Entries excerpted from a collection
****

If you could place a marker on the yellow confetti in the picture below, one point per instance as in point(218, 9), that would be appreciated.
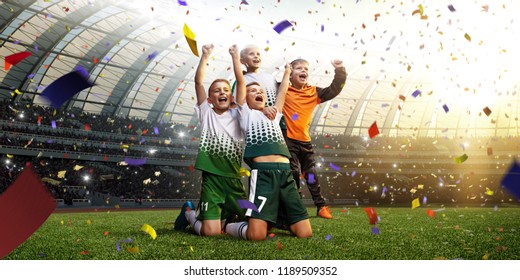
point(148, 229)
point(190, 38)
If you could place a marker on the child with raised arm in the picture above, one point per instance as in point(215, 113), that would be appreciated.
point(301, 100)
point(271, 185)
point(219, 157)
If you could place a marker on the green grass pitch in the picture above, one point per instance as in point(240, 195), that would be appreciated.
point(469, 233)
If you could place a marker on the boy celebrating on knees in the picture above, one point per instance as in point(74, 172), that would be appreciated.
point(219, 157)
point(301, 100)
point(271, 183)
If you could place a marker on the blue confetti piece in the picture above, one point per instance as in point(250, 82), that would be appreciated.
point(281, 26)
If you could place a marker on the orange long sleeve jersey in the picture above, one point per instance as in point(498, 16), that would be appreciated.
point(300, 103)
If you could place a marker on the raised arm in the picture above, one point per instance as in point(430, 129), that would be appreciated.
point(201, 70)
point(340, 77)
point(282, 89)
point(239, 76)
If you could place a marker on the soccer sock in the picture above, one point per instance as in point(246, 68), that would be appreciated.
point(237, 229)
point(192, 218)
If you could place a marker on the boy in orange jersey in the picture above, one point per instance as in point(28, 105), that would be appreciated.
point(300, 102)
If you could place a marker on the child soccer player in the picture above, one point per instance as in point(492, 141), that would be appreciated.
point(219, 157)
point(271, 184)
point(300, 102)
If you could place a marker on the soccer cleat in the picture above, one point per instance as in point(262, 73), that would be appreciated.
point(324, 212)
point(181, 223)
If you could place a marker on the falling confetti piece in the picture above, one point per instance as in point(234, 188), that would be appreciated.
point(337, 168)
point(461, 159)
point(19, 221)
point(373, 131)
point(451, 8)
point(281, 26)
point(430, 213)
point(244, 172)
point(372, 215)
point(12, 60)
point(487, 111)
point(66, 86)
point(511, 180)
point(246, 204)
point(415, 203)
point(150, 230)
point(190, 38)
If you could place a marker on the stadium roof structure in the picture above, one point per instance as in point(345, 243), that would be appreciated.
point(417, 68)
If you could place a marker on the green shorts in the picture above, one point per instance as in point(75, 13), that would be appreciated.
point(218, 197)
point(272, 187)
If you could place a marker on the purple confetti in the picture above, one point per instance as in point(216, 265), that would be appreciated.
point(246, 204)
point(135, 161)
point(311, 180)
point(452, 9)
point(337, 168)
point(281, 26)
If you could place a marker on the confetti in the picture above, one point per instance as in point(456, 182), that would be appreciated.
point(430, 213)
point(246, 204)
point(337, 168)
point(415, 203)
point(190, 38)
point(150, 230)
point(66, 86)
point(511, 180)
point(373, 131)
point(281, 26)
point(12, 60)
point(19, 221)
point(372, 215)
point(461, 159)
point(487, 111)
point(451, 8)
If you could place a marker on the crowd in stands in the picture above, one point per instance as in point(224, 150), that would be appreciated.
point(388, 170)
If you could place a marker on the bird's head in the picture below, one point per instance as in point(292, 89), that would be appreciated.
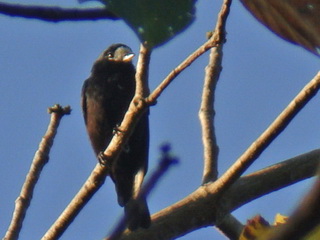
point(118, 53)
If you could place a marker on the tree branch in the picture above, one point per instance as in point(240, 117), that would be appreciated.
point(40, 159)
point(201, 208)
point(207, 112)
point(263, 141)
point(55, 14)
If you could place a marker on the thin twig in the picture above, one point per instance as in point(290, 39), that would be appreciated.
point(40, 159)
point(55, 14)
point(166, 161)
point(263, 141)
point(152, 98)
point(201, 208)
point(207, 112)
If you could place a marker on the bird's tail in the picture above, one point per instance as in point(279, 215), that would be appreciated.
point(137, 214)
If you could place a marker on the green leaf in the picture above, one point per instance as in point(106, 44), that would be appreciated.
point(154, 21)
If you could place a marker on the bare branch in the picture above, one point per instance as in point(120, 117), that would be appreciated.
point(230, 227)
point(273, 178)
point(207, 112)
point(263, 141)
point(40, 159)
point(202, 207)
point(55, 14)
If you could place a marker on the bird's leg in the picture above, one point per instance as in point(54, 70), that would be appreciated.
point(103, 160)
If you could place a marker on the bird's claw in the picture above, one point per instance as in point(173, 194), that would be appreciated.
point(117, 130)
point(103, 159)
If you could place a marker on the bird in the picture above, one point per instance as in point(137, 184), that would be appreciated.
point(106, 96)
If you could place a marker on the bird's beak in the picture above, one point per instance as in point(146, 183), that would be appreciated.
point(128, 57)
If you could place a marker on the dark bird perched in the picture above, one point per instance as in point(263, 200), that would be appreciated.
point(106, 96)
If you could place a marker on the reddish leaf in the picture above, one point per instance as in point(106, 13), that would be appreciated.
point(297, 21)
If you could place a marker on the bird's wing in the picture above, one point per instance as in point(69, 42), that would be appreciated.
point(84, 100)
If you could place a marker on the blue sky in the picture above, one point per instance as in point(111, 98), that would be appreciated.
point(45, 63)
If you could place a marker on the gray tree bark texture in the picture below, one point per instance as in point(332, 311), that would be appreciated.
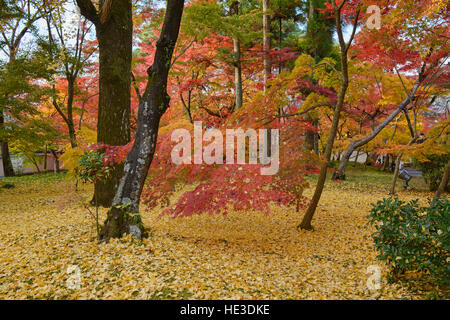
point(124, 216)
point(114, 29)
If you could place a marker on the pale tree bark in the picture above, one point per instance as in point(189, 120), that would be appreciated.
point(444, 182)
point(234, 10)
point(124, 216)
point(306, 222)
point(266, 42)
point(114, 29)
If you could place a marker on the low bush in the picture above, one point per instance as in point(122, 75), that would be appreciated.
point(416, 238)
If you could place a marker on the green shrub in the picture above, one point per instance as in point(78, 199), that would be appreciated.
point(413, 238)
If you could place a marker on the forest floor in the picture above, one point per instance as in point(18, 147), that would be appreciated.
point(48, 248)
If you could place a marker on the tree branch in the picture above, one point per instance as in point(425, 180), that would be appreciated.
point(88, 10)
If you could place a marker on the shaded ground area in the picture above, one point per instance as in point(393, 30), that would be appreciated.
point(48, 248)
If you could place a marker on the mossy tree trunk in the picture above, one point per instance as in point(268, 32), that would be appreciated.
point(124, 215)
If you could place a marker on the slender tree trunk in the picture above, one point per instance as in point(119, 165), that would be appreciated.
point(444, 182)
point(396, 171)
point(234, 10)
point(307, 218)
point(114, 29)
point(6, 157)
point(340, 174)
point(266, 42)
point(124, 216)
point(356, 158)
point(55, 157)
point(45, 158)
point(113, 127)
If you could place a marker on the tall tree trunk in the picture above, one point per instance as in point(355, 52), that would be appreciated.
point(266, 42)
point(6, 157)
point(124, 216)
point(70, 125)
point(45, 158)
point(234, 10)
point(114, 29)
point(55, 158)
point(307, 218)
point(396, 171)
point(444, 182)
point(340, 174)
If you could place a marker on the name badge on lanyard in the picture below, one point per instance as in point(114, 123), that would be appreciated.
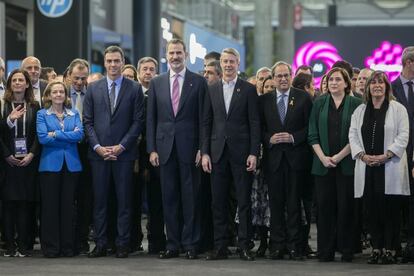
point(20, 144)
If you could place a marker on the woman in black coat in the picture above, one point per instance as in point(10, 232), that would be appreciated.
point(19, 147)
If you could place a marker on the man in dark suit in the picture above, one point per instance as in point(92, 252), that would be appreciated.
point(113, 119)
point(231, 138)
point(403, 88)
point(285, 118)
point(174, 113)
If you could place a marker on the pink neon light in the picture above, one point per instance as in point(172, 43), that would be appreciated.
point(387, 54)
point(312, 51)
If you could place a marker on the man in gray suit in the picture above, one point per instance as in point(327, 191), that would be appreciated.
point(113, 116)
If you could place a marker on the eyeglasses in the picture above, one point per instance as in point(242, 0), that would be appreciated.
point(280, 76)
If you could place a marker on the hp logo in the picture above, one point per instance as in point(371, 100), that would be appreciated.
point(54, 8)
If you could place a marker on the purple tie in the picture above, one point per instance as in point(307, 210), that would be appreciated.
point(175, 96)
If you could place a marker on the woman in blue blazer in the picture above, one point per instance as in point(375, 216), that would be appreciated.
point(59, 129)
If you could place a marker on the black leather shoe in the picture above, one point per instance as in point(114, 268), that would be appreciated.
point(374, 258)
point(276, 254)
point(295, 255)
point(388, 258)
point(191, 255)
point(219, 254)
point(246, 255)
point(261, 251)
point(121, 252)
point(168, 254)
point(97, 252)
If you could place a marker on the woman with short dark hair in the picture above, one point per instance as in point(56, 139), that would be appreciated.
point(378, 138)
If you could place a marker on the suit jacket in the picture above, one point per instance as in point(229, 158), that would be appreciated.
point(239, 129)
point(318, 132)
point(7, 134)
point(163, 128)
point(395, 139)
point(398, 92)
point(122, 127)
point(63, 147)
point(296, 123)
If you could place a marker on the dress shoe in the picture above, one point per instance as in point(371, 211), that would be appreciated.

****

• _WRITTEN PROBLEM_
Update the entries from the line containing "If you could place a marker on the mossy" through the line containing "point(54, 8)", replacing "tree trunk" with "tree stem" and leaving everything else unchanged. Omit the pictures from your answer.

• _TASK RESPONSE_
If you could place a marker on the mossy tree stem in the picture above, one point per instance as in point(268, 32), that would be appreciated.
point(124, 215)
If you could place a marker on the slender tree stem in the picture above, one point per instance as in point(119, 165), that would be appreciated.
point(444, 182)
point(396, 171)
point(234, 10)
point(307, 218)
point(114, 29)
point(6, 157)
point(340, 174)
point(266, 42)
point(124, 216)
point(356, 158)
point(55, 157)
point(45, 158)
point(113, 127)
If you could place a marker on the tall tree stem in the picture above, one point per instance as in point(355, 52), that would be appreciated.
point(266, 42)
point(6, 157)
point(124, 216)
point(70, 125)
point(45, 158)
point(234, 10)
point(114, 29)
point(55, 158)
point(307, 218)
point(396, 171)
point(444, 182)
point(340, 174)
If you could place a marker on the name badge on lanyard in the picture below, one point per instance as in point(114, 123), that would be appreciated.
point(20, 144)
If you could place a marker on the woman in black coat in the picture above, one point per instance as in point(10, 232), that would be appreciated.
point(19, 147)
If you could place a marker on the man in dark suit in the picture above, one point per instance as in point(92, 252), that would be appreciated.
point(113, 119)
point(231, 138)
point(403, 88)
point(285, 118)
point(174, 113)
If you could place a marker on the pink neon light in the picture above, one point per instance as in point(172, 43), that would be appreciated.
point(387, 54)
point(312, 51)
If you could place a marker on the man in gray suit in the picture above, one point per instance as in point(327, 191), that would be appreciated.
point(113, 116)
If you could place a marker on the eyeglasses in the picture above, one point per instance as in point(242, 0), that would be appreciated.
point(280, 76)
If you could place a marker on the hp logo in the picture above, one point per instance as in point(371, 100), that would be appreciated.
point(54, 8)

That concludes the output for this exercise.